- WHAT THE TASK REQUIRES -
Report each line in the records below that contains the word "tall".
** START OF MATERIAL PROVIDED **
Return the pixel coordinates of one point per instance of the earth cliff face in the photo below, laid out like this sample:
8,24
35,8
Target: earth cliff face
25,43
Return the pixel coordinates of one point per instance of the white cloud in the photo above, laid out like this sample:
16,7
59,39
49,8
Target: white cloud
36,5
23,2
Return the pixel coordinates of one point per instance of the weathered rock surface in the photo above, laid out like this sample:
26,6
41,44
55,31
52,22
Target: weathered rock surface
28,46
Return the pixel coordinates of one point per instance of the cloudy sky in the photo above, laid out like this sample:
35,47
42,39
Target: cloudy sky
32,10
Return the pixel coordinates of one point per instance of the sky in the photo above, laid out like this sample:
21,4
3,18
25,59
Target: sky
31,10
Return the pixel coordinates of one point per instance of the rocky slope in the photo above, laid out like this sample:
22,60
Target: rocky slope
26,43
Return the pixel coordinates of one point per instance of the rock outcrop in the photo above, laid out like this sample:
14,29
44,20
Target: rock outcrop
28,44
** END OF MATERIAL PROVIDED **
** START OF MATERIAL PROVIDED **
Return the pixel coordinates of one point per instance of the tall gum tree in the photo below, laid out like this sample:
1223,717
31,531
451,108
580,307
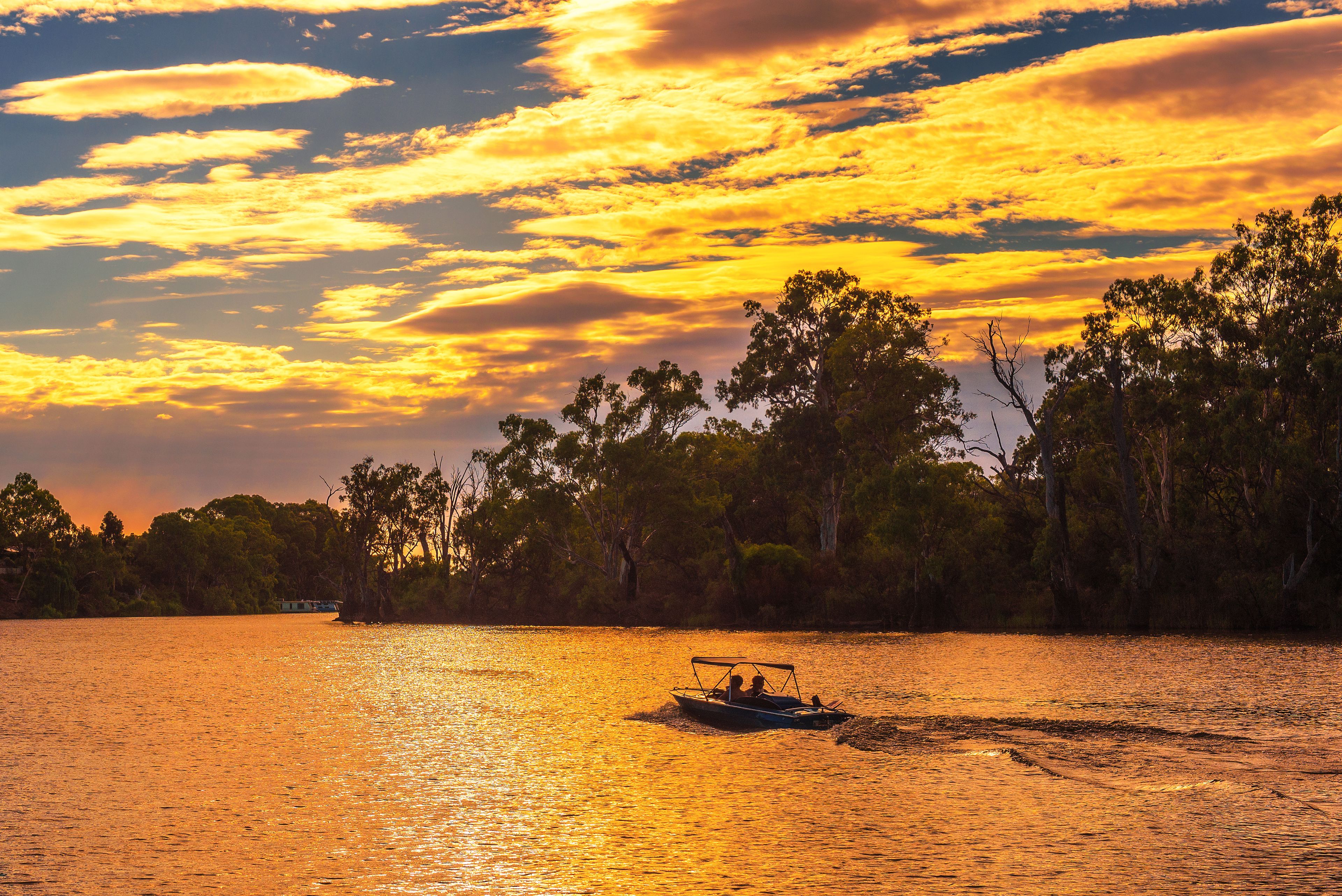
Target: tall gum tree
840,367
** END OF MATERIAL PROVIDED **
** START OF MATERIAL PROVIDED **
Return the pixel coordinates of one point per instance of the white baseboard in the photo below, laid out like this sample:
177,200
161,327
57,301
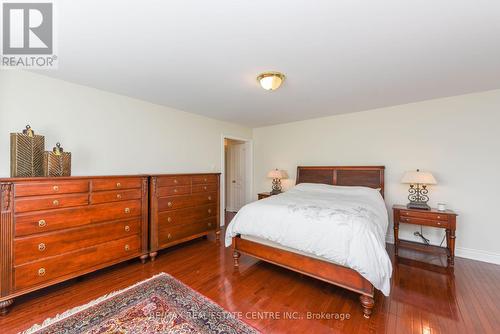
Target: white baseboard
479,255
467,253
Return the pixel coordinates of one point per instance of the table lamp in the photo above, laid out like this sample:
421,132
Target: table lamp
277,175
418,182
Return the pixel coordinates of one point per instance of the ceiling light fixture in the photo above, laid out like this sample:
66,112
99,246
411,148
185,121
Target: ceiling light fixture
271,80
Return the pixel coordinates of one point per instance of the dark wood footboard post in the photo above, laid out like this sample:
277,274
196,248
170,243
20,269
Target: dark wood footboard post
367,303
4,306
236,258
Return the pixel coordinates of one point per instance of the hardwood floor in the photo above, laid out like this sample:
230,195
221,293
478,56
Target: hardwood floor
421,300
** END OF MATERIAL PROVIDED **
- RESULT -
Return the pixel coordinates of one point per instance of the tall gum tree in the photo below, laid out like this sample:
Target: tall gum tree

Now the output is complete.